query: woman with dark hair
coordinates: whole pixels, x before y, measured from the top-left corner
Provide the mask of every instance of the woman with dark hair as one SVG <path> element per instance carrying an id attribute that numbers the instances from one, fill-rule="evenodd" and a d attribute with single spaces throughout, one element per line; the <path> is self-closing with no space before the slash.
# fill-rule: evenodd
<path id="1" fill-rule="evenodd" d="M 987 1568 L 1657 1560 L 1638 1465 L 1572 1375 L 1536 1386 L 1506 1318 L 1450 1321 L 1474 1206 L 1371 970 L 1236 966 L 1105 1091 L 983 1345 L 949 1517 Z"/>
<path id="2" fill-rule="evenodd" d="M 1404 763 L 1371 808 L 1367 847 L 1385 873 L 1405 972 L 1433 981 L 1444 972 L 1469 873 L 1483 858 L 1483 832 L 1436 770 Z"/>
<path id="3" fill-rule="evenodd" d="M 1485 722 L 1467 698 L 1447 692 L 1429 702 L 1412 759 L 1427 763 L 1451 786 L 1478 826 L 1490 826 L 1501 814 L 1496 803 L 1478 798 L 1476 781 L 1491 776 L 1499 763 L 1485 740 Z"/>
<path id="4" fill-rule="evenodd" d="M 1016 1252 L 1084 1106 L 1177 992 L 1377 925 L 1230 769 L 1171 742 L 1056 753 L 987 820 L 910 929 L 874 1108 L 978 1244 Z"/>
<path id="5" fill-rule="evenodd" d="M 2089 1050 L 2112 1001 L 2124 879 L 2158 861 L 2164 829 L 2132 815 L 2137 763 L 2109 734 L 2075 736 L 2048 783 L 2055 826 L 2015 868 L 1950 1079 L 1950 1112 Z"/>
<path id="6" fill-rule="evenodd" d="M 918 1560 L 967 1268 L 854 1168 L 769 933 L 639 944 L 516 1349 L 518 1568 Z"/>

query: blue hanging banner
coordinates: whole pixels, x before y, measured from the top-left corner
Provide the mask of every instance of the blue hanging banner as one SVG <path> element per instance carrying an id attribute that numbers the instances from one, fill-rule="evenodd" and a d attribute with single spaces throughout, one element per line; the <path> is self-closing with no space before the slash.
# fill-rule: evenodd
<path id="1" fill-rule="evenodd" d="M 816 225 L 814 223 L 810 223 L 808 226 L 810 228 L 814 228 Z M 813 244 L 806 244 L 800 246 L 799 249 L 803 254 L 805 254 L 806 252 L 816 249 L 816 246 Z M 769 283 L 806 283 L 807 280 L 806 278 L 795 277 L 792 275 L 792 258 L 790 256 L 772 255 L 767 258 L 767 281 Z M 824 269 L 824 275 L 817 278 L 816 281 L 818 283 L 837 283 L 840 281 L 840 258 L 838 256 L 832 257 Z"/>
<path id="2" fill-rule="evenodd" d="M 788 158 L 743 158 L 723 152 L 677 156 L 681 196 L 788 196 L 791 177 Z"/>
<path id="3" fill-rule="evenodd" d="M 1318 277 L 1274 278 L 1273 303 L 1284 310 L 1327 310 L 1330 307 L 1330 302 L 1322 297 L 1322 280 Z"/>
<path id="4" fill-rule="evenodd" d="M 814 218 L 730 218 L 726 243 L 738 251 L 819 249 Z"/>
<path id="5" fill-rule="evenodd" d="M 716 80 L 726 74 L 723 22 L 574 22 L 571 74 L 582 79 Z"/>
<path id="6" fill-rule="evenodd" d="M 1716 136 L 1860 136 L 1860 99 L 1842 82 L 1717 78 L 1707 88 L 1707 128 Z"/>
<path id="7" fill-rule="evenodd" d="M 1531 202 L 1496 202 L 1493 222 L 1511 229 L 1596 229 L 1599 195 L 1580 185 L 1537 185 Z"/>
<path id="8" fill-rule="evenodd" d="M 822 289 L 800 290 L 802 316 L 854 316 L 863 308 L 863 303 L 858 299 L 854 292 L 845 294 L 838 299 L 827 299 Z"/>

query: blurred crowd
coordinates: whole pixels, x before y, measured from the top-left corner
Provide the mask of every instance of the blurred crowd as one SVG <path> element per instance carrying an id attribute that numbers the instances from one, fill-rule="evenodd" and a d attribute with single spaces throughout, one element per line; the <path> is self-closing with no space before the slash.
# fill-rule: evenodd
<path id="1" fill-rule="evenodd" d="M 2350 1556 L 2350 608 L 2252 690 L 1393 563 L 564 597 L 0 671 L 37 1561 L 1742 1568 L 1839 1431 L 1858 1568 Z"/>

What the exercise asks: Nothing but the complete listing, repeated exactly, belongs in the answer.

Task output:
query: woman with dark hair
coordinates: whole pixels, x before y, measured from the top-left corner
Provide the mask of every instance of the woman with dark hair as one SVG <path> element per instance carrying an id attribute that numbers the instances from one, fill-rule="evenodd" and a d attribute with single spaces throughout, one element per line; the <path> is self-closing with no space before the slash.
# fill-rule: evenodd
<path id="1" fill-rule="evenodd" d="M 987 1568 L 1657 1560 L 1638 1465 L 1572 1375 L 1536 1386 L 1506 1318 L 1450 1321 L 1474 1206 L 1371 970 L 1236 966 L 1105 1091 L 983 1345 L 949 1517 Z"/>
<path id="2" fill-rule="evenodd" d="M 1404 763 L 1371 808 L 1367 847 L 1385 873 L 1405 972 L 1433 981 L 1444 972 L 1469 873 L 1483 858 L 1483 832 L 1436 770 Z"/>
<path id="3" fill-rule="evenodd" d="M 1485 722 L 1467 698 L 1447 692 L 1429 702 L 1412 759 L 1427 763 L 1451 786 L 1478 826 L 1490 826 L 1501 814 L 1496 803 L 1478 798 L 1476 781 L 1491 776 L 1499 763 L 1485 740 Z"/>
<path id="4" fill-rule="evenodd" d="M 1016 1252 L 1084 1106 L 1177 992 L 1377 925 L 1230 769 L 1171 742 L 1056 753 L 987 820 L 910 929 L 874 1108 L 978 1244 Z"/>
<path id="5" fill-rule="evenodd" d="M 2089 1050 L 2112 1001 L 2124 879 L 2158 861 L 2164 829 L 2132 815 L 2137 763 L 2109 734 L 2075 736 L 2048 783 L 2055 826 L 2015 868 L 1950 1079 L 1950 1112 Z"/>
<path id="6" fill-rule="evenodd" d="M 918 1560 L 967 1268 L 854 1168 L 769 933 L 639 944 L 516 1349 L 518 1568 Z"/>

query: blue hanging banner
coordinates: whole pixels, x before y, measured from the top-left corner
Provide the mask of every instance of the blue hanging banner as one SVG <path> element per instance carrying an id attribute that numbers the instances from one, fill-rule="evenodd" and a d attribute with single spaces throughout, one element per line; the <path> is self-closing with no space before the slash.
# fill-rule: evenodd
<path id="1" fill-rule="evenodd" d="M 816 225 L 814 223 L 810 223 L 808 226 L 810 228 L 814 228 Z M 813 244 L 806 244 L 800 246 L 799 249 L 803 254 L 805 254 L 806 252 L 816 249 L 816 246 Z M 769 283 L 806 283 L 807 280 L 806 278 L 795 277 L 792 275 L 792 258 L 790 256 L 772 255 L 767 258 L 767 281 Z M 824 269 L 824 275 L 817 278 L 816 281 L 818 283 L 837 283 L 840 281 L 840 258 L 838 256 L 832 257 Z"/>
<path id="2" fill-rule="evenodd" d="M 788 158 L 743 158 L 723 152 L 677 156 L 681 196 L 788 196 L 791 177 Z"/>
<path id="3" fill-rule="evenodd" d="M 1318 277 L 1274 278 L 1273 303 L 1284 310 L 1327 310 L 1330 307 L 1330 302 L 1322 297 L 1322 280 Z"/>
<path id="4" fill-rule="evenodd" d="M 814 218 L 730 218 L 726 243 L 738 251 L 819 249 Z"/>
<path id="5" fill-rule="evenodd" d="M 716 80 L 726 74 L 723 22 L 574 22 L 571 74 L 582 79 Z"/>
<path id="6" fill-rule="evenodd" d="M 1716 136 L 1860 136 L 1860 99 L 1842 82 L 1717 78 L 1707 88 L 1707 128 Z"/>
<path id="7" fill-rule="evenodd" d="M 1531 202 L 1496 202 L 1493 222 L 1511 229 L 1596 229 L 1599 195 L 1580 185 L 1537 185 Z"/>
<path id="8" fill-rule="evenodd" d="M 822 289 L 800 290 L 802 316 L 854 316 L 863 308 L 863 303 L 858 299 L 854 292 L 845 294 L 838 299 L 827 299 Z"/>

query: blurred crowd
coordinates: whole pixels, x before y, measured from the top-left corner
Provide the mask of every instance of the blurred crowd as one SVG <path> element per instance carrying an id attribute that numbers the instances from one, fill-rule="evenodd" and a d attribute with single spaces throughout, one element per line; the <path> is self-closing with no space before the slash.
# fill-rule: evenodd
<path id="1" fill-rule="evenodd" d="M 2350 1556 L 2350 608 L 2252 690 L 1393 563 L 564 597 L 0 671 L 37 1561 L 1742 1568 L 1839 1431 L 1858 1568 Z"/>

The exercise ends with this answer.